Task to complete.
Which lines in the records below contain the string "blue"? Return each of those lines in full, and treat the match as case-sensitive.
::::::::::
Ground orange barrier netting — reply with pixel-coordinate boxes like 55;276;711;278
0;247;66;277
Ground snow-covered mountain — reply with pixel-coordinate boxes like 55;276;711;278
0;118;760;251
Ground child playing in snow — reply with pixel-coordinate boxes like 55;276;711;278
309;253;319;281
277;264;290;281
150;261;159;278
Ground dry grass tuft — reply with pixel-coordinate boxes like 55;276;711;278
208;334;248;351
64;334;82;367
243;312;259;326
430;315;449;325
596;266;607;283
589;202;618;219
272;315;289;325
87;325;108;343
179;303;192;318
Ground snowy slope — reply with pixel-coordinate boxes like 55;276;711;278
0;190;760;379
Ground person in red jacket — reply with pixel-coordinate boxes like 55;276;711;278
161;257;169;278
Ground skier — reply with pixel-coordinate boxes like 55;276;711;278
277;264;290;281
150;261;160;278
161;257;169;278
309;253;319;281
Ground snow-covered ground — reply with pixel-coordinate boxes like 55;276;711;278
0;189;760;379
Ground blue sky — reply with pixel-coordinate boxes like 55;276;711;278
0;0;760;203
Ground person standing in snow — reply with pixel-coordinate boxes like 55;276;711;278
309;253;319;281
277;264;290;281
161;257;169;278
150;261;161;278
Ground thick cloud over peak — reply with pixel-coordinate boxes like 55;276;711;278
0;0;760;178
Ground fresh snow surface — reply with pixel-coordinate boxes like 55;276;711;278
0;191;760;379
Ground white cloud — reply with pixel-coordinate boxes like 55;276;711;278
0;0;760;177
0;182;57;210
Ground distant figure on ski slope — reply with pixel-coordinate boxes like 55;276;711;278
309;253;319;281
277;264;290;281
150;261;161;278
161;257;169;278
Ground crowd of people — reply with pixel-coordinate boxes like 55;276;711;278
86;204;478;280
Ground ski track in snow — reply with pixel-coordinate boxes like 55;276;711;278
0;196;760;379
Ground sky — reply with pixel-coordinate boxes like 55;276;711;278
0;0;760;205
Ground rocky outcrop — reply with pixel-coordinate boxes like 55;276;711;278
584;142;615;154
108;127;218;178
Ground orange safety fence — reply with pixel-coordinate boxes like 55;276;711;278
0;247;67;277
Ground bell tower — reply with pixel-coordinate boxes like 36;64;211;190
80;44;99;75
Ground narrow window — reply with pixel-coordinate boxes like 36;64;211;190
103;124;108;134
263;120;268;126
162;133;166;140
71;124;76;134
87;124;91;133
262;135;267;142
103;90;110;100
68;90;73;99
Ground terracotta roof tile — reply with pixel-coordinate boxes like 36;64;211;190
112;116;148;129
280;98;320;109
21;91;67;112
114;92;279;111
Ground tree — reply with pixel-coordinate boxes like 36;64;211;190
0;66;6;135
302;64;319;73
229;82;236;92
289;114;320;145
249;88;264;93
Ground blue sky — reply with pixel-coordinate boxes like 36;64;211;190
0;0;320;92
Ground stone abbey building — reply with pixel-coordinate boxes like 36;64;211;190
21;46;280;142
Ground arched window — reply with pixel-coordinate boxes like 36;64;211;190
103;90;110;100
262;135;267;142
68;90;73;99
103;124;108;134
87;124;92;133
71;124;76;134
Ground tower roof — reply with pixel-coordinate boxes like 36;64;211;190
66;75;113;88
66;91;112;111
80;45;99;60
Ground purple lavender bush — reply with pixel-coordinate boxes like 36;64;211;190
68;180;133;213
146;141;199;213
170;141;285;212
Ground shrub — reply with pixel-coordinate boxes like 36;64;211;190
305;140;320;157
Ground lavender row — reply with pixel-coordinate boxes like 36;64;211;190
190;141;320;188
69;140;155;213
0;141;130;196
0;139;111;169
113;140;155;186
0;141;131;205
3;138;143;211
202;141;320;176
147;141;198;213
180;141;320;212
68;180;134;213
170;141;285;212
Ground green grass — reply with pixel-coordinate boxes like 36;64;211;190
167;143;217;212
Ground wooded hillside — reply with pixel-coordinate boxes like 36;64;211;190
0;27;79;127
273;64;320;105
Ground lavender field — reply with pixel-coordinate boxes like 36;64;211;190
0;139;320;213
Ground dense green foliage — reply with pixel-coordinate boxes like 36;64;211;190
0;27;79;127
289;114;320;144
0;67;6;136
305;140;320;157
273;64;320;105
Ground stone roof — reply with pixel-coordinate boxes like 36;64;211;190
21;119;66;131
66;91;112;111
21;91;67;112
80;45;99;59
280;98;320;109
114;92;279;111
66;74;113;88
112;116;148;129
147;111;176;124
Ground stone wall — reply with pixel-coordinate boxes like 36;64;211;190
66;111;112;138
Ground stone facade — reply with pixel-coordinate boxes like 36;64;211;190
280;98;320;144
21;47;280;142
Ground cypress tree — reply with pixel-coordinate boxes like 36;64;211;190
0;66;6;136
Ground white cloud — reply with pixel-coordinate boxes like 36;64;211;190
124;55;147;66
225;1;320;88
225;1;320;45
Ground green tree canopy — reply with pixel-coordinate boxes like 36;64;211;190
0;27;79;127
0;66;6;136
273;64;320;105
::::::::::
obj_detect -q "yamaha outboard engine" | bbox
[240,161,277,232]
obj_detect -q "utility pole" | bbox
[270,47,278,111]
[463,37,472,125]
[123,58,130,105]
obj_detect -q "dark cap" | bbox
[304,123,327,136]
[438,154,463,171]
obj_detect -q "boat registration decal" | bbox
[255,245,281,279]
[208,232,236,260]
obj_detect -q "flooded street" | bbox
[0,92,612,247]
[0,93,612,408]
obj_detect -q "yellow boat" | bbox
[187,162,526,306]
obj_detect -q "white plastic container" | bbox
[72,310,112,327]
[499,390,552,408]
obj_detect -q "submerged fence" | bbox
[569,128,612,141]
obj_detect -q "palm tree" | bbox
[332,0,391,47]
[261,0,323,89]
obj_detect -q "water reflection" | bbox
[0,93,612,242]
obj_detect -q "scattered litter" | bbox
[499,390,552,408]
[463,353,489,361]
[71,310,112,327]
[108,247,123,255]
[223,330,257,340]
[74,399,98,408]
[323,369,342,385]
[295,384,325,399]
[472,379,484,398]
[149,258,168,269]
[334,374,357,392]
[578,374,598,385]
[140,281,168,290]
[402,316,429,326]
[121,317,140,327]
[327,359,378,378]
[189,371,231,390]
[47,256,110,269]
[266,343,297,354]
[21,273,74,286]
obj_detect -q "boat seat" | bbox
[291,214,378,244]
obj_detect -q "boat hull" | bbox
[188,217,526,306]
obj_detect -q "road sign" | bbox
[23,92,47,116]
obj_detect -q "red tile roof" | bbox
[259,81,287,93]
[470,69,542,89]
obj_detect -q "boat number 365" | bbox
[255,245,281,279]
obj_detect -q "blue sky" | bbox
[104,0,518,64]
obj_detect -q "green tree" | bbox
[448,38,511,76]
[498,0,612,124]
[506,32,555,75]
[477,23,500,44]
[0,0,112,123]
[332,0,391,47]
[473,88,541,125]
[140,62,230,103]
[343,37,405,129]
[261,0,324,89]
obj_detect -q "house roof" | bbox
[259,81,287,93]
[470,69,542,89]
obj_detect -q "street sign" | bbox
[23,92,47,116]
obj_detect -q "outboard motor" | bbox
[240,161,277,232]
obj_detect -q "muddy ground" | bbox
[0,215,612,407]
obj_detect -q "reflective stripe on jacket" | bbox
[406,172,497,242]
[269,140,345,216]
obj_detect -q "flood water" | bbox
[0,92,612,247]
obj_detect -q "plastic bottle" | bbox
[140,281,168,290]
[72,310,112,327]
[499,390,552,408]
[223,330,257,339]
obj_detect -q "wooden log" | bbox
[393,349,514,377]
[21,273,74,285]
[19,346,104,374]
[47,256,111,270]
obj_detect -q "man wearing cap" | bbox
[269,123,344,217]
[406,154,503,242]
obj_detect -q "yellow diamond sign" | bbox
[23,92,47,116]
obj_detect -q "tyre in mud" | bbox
::::::::::
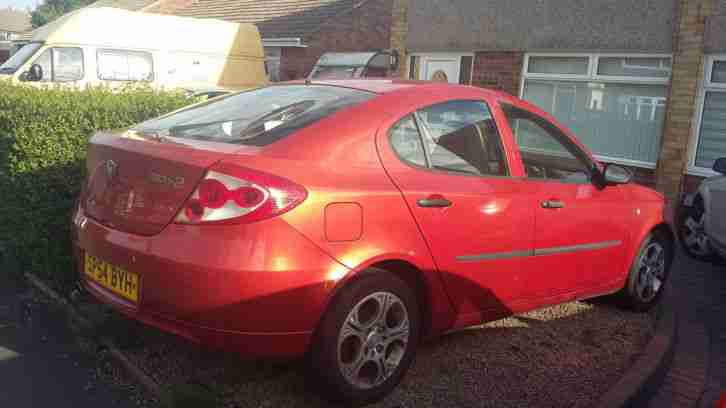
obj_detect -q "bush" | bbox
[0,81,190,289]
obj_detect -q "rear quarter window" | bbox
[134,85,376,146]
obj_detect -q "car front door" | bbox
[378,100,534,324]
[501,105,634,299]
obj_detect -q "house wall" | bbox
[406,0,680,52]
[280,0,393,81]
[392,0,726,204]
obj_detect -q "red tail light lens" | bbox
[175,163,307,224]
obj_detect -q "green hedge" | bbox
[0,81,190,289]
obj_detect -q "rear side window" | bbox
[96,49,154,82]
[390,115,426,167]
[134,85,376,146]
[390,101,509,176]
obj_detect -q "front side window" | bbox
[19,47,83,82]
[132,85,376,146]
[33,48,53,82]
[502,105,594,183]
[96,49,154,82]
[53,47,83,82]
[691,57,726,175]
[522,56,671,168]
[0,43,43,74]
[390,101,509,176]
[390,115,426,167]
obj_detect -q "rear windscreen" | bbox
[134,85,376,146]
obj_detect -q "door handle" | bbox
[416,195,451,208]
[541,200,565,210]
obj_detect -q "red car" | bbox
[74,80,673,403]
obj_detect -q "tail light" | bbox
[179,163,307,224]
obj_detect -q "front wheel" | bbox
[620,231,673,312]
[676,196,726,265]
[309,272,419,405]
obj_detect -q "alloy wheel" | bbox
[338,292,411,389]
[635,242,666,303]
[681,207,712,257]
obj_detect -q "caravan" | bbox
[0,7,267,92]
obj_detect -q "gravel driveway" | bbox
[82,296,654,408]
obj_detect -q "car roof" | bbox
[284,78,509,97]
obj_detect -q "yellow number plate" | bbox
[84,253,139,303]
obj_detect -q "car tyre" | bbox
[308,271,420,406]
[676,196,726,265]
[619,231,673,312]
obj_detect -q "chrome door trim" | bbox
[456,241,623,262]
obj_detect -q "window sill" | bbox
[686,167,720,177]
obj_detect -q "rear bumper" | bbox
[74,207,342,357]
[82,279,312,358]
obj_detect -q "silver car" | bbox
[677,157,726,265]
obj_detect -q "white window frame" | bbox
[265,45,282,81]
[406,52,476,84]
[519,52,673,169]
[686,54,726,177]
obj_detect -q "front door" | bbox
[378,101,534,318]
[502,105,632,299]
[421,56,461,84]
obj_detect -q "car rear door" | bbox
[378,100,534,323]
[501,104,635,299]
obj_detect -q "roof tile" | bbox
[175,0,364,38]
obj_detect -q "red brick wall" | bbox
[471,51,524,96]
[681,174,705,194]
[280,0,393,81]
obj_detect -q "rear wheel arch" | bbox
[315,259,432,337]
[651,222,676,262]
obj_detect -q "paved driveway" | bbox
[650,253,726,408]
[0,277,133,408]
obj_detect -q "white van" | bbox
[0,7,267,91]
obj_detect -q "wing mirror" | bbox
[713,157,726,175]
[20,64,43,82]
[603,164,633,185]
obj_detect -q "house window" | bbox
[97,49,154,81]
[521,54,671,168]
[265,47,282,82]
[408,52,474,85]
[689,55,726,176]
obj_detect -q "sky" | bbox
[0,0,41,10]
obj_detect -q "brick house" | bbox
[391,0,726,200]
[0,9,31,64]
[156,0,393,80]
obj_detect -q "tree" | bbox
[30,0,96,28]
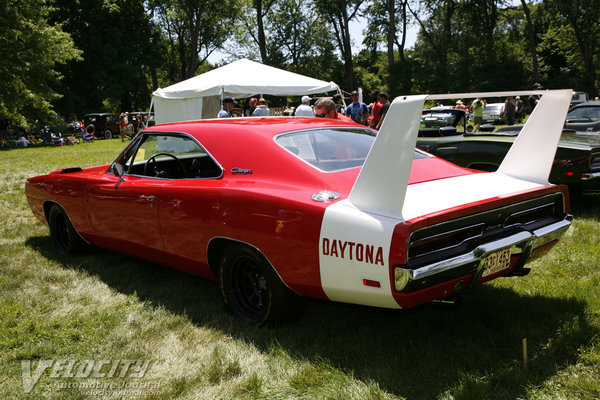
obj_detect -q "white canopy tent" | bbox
::::::::::
Reply to the exercise.
Ground blue sky — reply with pixel-coordinate boxes like 55;276;711;278
Ground blue sky — reply with pixel-coordinate boxes like 36;64;211;190
obj_detect -q "blue sky" | bbox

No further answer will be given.